◆ Task ◆
Restate the records below word for word, and omit the images they hold.

◆ Source material ◆
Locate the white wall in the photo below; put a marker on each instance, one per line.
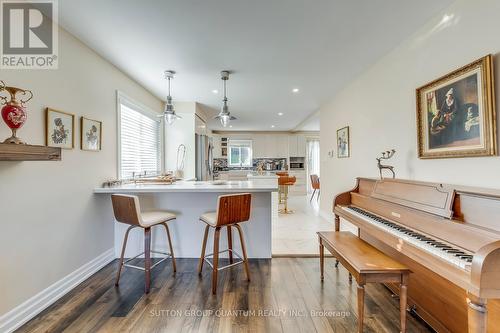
(379, 106)
(50, 221)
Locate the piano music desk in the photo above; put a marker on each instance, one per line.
(367, 264)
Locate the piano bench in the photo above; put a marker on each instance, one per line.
(367, 264)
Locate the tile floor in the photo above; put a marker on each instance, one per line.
(295, 234)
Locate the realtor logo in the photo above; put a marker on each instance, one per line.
(29, 34)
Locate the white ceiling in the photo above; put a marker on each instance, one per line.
(272, 46)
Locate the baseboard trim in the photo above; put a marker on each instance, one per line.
(22, 313)
(326, 215)
(295, 255)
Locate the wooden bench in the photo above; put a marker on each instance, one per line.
(367, 264)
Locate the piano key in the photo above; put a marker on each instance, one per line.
(435, 247)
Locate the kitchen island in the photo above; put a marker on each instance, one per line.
(191, 199)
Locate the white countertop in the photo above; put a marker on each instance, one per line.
(265, 175)
(185, 186)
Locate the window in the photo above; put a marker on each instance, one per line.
(139, 140)
(240, 153)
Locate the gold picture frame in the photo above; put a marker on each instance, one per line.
(59, 129)
(343, 142)
(90, 134)
(456, 114)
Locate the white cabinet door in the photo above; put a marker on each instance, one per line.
(282, 146)
(301, 146)
(258, 147)
(217, 147)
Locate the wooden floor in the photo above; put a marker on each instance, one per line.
(285, 295)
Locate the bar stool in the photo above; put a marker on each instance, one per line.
(231, 210)
(127, 210)
(315, 186)
(285, 182)
(280, 187)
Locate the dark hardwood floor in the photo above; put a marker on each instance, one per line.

◆ Final result ◆
Locate the white wall in the photo below; put a marker on each instance, one per line.
(379, 106)
(50, 221)
Locate the piano music desk in the photo above; put a marker on each instance, one per line.
(367, 264)
Locate the piano bench in the photo above; put a marker on each instance, one per line.
(367, 264)
Locate the tile floor in the photo above; put a marker on each instance, one per line.
(295, 234)
Locate the realtor logo in the photo above; put a marker on each instance, one per line.
(29, 34)
Locate the white ceiling in the photo above; put a marker on each instance, one per line.
(272, 46)
Locate the baseboard trim in the photo above; put a marker on each instance, one per line.
(22, 313)
(326, 215)
(295, 255)
Locate the wooden bench in the photo above; put a marker on each instance, one per line.
(367, 264)
Locate the piano key in the photo above; put a marker on each instance, one per line.
(435, 247)
Locate the kitchen island in the photo above; put a marker on each instance, one per line.
(191, 199)
Locate the white countertop in the photo above; put a marker on each instance, one per line.
(265, 175)
(185, 186)
Locate the window in the photo above; put a marker on each instance, one per line.
(139, 140)
(240, 153)
Locate the gold picture frame in the photo above; put a marker on each instance, one per line.
(59, 129)
(343, 142)
(90, 134)
(456, 114)
Locate the white cabinet door in the photo above; put a marker on each instance, one per line.
(282, 146)
(301, 146)
(258, 147)
(217, 147)
Locate the wooden floor in the photo above; put a marker on each instance, one per line.
(285, 295)
Locate the bar stool in the photo above; put a marker on each instance, one per line.
(231, 210)
(127, 210)
(315, 186)
(285, 182)
(280, 187)
Locate the dark hardwood floor in the photo above; put a marker on each instance, one per line.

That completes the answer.